RAW DATA
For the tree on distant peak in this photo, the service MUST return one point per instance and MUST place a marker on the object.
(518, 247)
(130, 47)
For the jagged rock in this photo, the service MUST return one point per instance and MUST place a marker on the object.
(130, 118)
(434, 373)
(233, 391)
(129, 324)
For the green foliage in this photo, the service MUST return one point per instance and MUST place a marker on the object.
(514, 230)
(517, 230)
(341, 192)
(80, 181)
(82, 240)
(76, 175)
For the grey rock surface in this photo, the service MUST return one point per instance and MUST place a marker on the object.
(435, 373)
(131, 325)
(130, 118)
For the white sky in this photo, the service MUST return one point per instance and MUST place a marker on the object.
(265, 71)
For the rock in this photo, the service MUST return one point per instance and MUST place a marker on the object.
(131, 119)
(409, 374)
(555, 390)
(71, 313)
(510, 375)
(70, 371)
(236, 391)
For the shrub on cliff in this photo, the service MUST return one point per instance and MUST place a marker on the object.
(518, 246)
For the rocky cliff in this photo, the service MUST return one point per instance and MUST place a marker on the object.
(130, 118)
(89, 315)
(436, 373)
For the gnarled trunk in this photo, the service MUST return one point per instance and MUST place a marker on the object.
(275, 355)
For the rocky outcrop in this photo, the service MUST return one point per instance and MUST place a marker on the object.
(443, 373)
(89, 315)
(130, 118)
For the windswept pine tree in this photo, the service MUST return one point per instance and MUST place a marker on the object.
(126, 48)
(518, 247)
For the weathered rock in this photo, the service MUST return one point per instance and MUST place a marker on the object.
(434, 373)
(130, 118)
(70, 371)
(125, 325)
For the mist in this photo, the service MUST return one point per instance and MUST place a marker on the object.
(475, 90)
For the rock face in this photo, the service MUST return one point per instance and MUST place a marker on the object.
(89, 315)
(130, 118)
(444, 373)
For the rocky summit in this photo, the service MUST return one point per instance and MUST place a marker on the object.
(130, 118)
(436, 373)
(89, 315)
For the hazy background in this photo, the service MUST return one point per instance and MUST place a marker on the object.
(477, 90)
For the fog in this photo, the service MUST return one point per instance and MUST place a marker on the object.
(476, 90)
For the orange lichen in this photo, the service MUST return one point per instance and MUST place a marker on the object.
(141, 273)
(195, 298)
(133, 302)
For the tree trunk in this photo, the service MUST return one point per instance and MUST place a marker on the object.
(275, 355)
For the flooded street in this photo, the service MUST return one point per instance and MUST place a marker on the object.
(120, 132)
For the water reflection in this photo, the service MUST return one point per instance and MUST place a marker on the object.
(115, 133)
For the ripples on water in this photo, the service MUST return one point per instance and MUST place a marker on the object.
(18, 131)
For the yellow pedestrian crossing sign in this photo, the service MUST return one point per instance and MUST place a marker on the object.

THE EXERCISE
Can you reproduce all the material exactly?

THE RESULT
For the tree on distant peak in this photo, the service MUST return one point per instance and MUST place a marker on the object.
(518, 247)
(130, 47)
For the jagged rock in this photo, the service MUST return one point per instance and MUST place a marker on the object.
(130, 118)
(434, 373)
(233, 391)
(129, 324)
For the green foliage in this photo, the service MUST return one point per instance and MUST place a marker on the object.
(514, 230)
(517, 230)
(341, 192)
(80, 181)
(82, 240)
(76, 175)
For the grey rock surface in this photo, the service MUST return one point per instance and MUST place a marker on the object.
(435, 373)
(131, 325)
(130, 118)
For the white sky in this photo, the service MUST return one point per instance and MUST place a marker on the object.
(265, 71)
For the rock in this photo, the service MUST return one point per instance and MUST place a marker on the object.
(131, 119)
(409, 374)
(555, 390)
(71, 313)
(510, 375)
(70, 371)
(236, 391)
For the shrub on cliff in this photo, the service MUST return one point per instance and MUST place a marker on the object.
(518, 246)
For the rocky cliff in this photo, the service MUST return one point per instance and MUST place a marker on the object.
(130, 118)
(89, 315)
(436, 373)
For the gnarled trunk in this photo, the service MUST return one point per instance and MUST place a marker on the object.
(275, 355)
For the rocky outcrop in this photo, the service MUST return one point per instance and MUST place a marker on the object.
(443, 373)
(89, 315)
(130, 118)
For the windswept pine tree in this photo, the service MUST return one point per instance and MUST place a marker on the object.
(126, 48)
(518, 247)
For the weathered rock in this photo, the service MUST return one point per instance and MUST place a marker on the object.
(434, 373)
(130, 118)
(70, 371)
(125, 325)
For the mist in this photo, the service MUST return one point per instance and MUST place a marker on the object.
(475, 90)
For the rock face in this photo, the service MUST return one point per instance and MUST place a marker on the object.
(89, 315)
(130, 118)
(444, 373)
For the rocky summit in this photo, the service MUST return one point per instance and MUST place a marker on the object.
(130, 118)
(436, 373)
(89, 315)
For the hazy background in this photo, the service MUST return one point per instance and MUST place a marker on the object.
(477, 90)
For the fog in this photo, the service MUST return one point per instance and MUST place a marker on the object.
(476, 90)
For the orange lichen in this photo, the service MUST return one point per instance and MUST place a marker on the object.
(141, 273)
(195, 298)
(133, 302)
For the tree trunk in this photo, the service MUST return one point per instance and MUST place a marker on the object.
(275, 355)
For the flooded street in this photo, the service MUST return one point per instance and MUST place a marker on the object.
(120, 132)
For the water reflection in this photo, the service MUST return one point per instance and MUST place a marker on the object.
(115, 133)
For the ripples on water in this photo, the service MUST return one point per instance and MUST place a marker on the object.
(18, 131)
For the yellow pedestrian crossing sign in this photo, the service MUST return one point per instance and MUST place a marker on the object.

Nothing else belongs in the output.